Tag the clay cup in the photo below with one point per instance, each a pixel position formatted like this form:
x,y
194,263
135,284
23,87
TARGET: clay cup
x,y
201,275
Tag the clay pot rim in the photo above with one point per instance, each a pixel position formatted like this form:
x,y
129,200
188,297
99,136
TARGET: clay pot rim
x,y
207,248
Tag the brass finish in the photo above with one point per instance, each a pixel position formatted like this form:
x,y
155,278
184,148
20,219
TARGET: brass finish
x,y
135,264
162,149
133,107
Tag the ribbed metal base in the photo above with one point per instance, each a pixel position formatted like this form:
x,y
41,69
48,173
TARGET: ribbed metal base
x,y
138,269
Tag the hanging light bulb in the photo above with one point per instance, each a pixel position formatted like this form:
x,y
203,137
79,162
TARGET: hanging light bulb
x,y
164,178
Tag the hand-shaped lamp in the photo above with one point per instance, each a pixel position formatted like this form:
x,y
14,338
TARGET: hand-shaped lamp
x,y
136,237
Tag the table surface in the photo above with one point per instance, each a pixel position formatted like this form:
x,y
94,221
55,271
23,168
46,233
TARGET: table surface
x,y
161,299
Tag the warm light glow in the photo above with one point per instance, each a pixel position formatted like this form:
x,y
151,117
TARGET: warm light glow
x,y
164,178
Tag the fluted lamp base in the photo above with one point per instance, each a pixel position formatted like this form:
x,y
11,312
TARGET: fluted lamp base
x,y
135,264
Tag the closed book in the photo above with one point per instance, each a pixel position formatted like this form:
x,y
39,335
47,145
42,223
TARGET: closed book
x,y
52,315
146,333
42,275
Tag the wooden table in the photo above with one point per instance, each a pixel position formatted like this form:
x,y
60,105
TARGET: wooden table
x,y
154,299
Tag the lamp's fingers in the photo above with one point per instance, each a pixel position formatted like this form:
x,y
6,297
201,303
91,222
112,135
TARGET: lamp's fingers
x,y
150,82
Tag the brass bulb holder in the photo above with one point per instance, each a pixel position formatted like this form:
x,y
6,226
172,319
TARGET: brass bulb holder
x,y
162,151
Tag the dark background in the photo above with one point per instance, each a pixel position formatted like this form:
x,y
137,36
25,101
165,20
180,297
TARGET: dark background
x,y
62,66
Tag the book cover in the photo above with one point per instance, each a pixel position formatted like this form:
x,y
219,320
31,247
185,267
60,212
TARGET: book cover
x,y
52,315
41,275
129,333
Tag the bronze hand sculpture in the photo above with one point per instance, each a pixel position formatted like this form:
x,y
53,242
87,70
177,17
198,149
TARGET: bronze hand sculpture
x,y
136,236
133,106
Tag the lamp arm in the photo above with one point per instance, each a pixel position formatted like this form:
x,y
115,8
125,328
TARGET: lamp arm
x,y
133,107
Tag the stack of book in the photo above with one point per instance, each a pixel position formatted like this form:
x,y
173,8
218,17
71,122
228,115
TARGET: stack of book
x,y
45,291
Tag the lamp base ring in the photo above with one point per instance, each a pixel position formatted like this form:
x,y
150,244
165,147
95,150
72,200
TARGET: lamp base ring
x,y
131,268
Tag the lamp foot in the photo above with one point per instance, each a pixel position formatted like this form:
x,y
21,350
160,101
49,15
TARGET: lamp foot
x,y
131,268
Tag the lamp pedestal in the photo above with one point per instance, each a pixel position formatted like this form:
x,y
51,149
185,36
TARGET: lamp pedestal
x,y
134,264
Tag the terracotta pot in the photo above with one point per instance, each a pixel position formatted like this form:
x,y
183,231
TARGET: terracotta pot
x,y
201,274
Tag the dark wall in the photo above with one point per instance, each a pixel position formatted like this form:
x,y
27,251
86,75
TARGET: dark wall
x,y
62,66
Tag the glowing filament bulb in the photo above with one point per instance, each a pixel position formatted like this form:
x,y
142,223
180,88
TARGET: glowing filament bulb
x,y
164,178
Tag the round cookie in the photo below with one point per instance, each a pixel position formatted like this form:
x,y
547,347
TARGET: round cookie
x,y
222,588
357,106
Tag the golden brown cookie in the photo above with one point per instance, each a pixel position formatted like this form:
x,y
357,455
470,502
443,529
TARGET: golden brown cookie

Required action =
The string "brown" marks the lines to return from the material. Copy each one.

Finished task =
Tag the golden brown cookie in the photo above with one point per instance, each a pixel position formatted like this form:
TARGET: golden brown cookie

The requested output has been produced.